Set problem:
Return every line in the records below that contains the string "chain", matching case.

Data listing
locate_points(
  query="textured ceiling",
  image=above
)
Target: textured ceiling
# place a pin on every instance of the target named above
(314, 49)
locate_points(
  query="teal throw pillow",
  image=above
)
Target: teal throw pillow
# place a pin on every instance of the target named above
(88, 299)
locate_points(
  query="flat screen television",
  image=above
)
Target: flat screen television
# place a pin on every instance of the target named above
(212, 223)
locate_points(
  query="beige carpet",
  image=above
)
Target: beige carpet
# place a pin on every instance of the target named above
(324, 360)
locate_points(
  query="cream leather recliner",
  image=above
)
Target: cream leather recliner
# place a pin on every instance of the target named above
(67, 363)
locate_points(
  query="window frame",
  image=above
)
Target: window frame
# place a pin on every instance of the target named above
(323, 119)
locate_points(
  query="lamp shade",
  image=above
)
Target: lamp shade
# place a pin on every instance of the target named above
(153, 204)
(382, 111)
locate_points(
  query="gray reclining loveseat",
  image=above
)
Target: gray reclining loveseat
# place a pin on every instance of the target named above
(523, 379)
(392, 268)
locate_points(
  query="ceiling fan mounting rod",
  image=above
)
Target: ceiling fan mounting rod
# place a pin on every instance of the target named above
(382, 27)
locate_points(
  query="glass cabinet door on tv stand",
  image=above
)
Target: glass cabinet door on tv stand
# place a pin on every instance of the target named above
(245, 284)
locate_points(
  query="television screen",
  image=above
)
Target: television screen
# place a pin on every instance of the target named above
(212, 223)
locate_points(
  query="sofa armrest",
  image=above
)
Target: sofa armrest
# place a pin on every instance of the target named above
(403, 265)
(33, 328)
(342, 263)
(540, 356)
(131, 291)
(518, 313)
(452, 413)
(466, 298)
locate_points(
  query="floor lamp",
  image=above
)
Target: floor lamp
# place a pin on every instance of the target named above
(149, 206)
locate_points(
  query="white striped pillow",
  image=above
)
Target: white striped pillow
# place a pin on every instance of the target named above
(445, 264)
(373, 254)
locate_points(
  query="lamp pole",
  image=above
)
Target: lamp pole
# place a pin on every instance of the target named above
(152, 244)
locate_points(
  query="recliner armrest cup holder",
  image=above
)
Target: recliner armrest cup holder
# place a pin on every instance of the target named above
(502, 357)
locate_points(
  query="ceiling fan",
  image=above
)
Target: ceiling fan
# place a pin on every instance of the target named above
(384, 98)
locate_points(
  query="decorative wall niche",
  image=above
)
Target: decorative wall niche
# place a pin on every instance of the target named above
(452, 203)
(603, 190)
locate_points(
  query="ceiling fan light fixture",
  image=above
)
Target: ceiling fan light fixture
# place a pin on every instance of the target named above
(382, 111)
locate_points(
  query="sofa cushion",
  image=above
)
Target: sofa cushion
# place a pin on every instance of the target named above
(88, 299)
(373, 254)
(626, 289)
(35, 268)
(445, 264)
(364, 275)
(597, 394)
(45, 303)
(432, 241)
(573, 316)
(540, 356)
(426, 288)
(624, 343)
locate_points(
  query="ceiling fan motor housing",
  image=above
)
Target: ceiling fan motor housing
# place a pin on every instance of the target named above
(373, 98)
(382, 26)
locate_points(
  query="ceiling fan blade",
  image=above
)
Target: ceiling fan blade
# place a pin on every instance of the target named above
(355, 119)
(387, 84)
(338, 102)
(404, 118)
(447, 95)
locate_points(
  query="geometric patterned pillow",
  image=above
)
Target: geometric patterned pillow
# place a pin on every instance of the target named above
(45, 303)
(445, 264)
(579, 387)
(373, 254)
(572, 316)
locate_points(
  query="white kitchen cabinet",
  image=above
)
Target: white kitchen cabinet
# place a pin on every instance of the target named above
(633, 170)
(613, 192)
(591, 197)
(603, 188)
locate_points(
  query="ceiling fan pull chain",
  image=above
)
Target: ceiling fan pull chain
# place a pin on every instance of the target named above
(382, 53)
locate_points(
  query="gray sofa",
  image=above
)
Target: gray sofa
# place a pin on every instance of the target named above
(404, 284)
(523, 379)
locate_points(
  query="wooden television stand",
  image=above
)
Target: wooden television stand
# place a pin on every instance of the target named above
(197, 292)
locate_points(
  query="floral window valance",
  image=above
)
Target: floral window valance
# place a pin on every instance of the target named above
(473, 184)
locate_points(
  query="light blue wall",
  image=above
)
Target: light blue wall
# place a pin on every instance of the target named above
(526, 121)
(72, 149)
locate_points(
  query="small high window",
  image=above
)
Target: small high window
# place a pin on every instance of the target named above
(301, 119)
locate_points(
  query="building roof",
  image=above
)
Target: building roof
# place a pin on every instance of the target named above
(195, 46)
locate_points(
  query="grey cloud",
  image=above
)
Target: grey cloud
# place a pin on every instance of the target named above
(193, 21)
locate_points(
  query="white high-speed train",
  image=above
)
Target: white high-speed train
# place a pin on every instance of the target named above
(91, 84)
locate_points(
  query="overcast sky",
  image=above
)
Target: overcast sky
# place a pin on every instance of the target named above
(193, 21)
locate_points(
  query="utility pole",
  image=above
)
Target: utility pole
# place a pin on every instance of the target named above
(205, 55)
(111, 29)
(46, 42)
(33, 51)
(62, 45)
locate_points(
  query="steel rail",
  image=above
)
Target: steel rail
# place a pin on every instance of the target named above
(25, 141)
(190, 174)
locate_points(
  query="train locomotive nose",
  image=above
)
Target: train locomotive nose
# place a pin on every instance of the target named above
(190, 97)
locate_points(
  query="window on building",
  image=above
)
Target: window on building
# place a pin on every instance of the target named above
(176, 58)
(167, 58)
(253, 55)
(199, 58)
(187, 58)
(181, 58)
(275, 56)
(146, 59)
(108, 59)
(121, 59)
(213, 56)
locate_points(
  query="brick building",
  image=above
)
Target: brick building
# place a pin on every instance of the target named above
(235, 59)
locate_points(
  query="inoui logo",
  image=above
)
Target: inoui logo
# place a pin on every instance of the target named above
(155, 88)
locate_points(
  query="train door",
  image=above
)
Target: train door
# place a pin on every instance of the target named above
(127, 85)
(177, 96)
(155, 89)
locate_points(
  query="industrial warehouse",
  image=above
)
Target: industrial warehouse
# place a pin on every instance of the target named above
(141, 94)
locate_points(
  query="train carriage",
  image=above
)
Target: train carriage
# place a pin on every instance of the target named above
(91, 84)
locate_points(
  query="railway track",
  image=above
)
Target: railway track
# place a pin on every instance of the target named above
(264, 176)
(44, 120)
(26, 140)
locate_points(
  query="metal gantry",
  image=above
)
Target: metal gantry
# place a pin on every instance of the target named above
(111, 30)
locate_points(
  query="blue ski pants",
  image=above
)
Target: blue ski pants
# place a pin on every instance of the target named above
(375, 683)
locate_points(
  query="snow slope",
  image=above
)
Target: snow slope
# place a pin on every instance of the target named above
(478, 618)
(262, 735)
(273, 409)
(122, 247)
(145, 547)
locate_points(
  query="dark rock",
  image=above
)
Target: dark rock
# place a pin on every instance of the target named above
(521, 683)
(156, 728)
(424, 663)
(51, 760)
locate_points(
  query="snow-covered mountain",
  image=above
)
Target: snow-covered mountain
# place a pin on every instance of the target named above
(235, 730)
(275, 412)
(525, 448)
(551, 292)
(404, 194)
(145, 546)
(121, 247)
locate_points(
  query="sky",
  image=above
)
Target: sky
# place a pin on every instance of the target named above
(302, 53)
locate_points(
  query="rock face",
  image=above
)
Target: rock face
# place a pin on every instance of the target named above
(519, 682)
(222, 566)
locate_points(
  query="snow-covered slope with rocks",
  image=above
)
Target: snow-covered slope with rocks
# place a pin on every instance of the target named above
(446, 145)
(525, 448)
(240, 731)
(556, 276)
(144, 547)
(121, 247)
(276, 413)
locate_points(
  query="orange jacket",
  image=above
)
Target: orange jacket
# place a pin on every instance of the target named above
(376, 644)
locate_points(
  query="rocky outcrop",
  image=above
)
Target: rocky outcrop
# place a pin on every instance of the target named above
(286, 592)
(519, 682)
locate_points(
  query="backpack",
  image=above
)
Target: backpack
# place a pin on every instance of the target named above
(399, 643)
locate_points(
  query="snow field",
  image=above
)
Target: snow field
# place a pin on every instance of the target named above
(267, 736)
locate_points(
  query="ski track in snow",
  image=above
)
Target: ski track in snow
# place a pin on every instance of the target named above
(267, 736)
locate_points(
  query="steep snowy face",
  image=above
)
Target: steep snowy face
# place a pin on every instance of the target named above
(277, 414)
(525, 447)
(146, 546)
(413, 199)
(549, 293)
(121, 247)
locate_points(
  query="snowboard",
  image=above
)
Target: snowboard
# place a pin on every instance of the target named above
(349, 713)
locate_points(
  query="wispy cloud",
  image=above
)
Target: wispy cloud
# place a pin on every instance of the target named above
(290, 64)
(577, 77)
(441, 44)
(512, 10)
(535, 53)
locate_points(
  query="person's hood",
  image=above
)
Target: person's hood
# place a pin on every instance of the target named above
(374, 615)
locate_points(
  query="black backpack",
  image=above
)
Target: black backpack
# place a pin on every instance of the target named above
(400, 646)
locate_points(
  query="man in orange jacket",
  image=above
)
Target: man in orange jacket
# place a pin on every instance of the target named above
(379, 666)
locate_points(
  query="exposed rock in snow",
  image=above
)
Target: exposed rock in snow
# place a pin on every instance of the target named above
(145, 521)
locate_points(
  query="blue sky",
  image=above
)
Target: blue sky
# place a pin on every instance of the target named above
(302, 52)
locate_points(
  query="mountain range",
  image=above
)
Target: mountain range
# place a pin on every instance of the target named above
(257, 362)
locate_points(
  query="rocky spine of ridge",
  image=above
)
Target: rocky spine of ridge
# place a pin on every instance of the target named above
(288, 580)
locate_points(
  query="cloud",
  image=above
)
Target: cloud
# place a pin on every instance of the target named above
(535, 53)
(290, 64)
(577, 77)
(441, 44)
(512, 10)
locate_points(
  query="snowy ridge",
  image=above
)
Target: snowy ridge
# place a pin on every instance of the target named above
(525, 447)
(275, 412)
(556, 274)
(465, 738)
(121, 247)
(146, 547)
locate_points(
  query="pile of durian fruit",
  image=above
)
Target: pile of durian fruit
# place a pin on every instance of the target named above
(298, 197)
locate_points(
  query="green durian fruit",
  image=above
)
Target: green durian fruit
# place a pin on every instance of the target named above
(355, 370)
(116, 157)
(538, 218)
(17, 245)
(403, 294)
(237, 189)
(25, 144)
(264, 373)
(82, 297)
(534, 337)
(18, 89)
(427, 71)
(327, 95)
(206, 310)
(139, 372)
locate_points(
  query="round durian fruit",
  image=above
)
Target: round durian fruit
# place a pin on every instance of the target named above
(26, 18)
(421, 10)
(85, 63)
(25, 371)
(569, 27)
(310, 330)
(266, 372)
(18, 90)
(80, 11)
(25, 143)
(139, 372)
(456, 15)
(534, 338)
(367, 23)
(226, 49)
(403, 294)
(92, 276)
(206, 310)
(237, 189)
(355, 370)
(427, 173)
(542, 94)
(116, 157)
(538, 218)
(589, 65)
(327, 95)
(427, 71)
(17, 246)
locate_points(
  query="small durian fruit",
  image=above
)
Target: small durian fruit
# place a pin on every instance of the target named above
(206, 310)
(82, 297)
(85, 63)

Written solution:
  query="ceiling fan pull chain",
Target: ceiling fan pull chain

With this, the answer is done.